SUPPLIED PASSAGE
Start of Block
About Us

ACORN is a versatile mass-based union of low-to-moderate income tenants that builds the large-scale collective power needed to win. On the neighbouhrood or building level, ACORN does direct action and strategic campaigning against landlords to stop evictions, win repairs, and get the respect tenants deserve.

At the city-wide, provincial, and federal levels, ACORN consolidates the power built in the neighbourhoods and buildings so that we can win legislative campaigns to expand the tenant rights and social programs that our communities are demanding and need.

Housing is a place to live, not a commodity or investment product. Tenants are struggling to find affordable, secure, safe and healthy homes. That is why ACORN is fighting for tenant protections and community controlled housing. This is not an easy fight to win, and ACORN fundamentally believes that it will never be won by any one local group no matter how strong they are. To win, tenants need to be united across communities, across cities, across provinces, and across the world. Tenants want to come together, get organized on a large scale, and demand systemic change. ACORN organizes to make this happen. We are stronger together as tenants!

This platform is for tenants who want to fight back against the corporate greed that is ruining housing in Canada. It offers first step tools and resources to act collectively. Join ACORN to connect with tenants across your community, city, province, and country who are already fighting back. Building large scale community power in your building, and across your city, province and country is the best way to organise for change. This platform helps you do that.

Current Victories

  • Millions of dollars won nationally in repairs!

    Since our inception in 2004, ACORN members have won millions of dollars in cities like Toronto, Ottawa, Hamilton, Halifax, Calgary, New Westminster, Surrey, Burnaby and Mississauga in repairs!!  ACORN has been extremely successful in getting hundreds of thousands of tenants in buildings who are struggling with roaches, bedbugs, mould, plumbing issues etc. to do actions. These actions have not only exposed the landlord’s negligence in maintaining their buildings but have helped tenants win millions of dollars in repairs. While some tenants have waited for years to get changes in their buildings, direct actions by tenants have resulted in quick and concrete changes. Collective action works!
End of Block
WORK TO COMPLETE
- A) In the ACORN text, shorten the paragraph beginning "Housing is a place to live" to two or three sentences while keeping its main facts.
- B) According to the ACORN text, in what year did ACORN begin?
- C) Pick up the ACORN text after its last sentence and continue it.

RECORDED DATA
Start of Block
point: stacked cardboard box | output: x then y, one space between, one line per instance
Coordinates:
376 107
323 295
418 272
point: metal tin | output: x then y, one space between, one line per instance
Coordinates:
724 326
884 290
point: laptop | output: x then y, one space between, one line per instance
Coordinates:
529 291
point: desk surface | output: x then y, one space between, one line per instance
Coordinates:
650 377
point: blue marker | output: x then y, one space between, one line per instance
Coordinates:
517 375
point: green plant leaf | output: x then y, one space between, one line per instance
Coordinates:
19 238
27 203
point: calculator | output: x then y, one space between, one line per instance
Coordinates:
End of Block
ANSWERS PROVIDED
- A) ACORN holds that housing is a place to live, not a commodity, and fights for tenant protections and community controlled housing because tenants struggle to find affordable, secure, safe and healthy homes. It believes no single local group can win this fight alone, so it organizes tenants to unite across communities, cities, provinces and the world and demand systemic change.

- B) 2004

- C)
  • BC ACORN secures a historic win to stop Additional Rent Increase in New Westminster

    Tenants at Skyline Towers in New Westminster were happy to see their broken elevators finally being replaced, only to find out that their landlord Bayside Properties intended to have tenants pay for the entire $1,000,000 bill with a rent increase. Under the BC Provincial Housing legislation, landlords can now apply to the BC Residential Tenancies Branch (RTB) for an Additional Rent Increase (ARI) to pay for major repairs needed in the building. With her neighbours, ACORN Canada leader organized an ACORN Tenant Union in the building and started to fight the ARI. The Tenant Union worked tirelessly to prove to the RTB that due to decades of neglect, Bayside Properties should bear the costs to repair the elevator. The RTB ruled that the  landlord pays all the costs for the elevator repairs making Skyline Tower ACORN Tenant Union the first tenants to defeat an ARI dispute at arbitration in BC.

  • Ottawa ACORN stops Manor Village displacement and wins against renoviction

    ACORN has been fighting against the mass displacement of Manor Village tenants since September 2020. Many tenants have been in their homes for over 30 years. However, this community has been under threat. The City wanted to push Stage 3 LRT straight through the community. The City Council voted in favour of demolishing 300+ tenants’ homes to put the LRT through Manor Village. Members persisted and continued planning actions, forcing the city to reverse their decision!

    Soon after, Smart Living Properties, a property management company  along with Forum Equities decided to buy Manor Village. It issued N13 eviction notices to tenants for unnecessary renovations with the intention to convert these affordable homes into high-end student housing, tripling the rent in the process. They refused to meet with tenants as a group, neglected maintenance, verbally refused the right to return and offered aggressive buyout offers. Although some took the buyouts, many stood firm. This all came to a head when weeks before Manor Village tenants and Smart Living’s scheduled hearing at the Landlord Tenant Board, Smart Living rescinded their eviction notices to let tenants stay in their homes! This win was only made possible because of persistent community organizing and direct action.

  • Ottawa ACORN wins replacement units for 5 years

    In August 2022, Ottawa City Council voted 13-11 in favour of demovicting 142 Nepean tenants for a 30 space parking lot! This happened primarily due to the information provided by the property developers Glenview Homes and Taggart Realty Management on what is affordable housing. Councillors traded in the 6 affordable housing units at 142 Nepean St, the few affordable units in Centretown for 25 “affordable” units being built at 108 Nepean St by Glenview and Taggart. However, those “affordable” rents are defined as below average market rent which is already over $2000+ for a two bedroom in Centretown AND wouldn’t be subject to rent control. While this doesn’t help the affordable housing crisis and the tenants, due to the pressure by Ottawa ACORN, tenants were offered $15,000 and replacement units at the same rent for 5 years. This was only possible as a result of efforts our members made over the last 8 months fighting back against powerful property developers, including rallies, petitioning, phone blitzes, and deputations with the city.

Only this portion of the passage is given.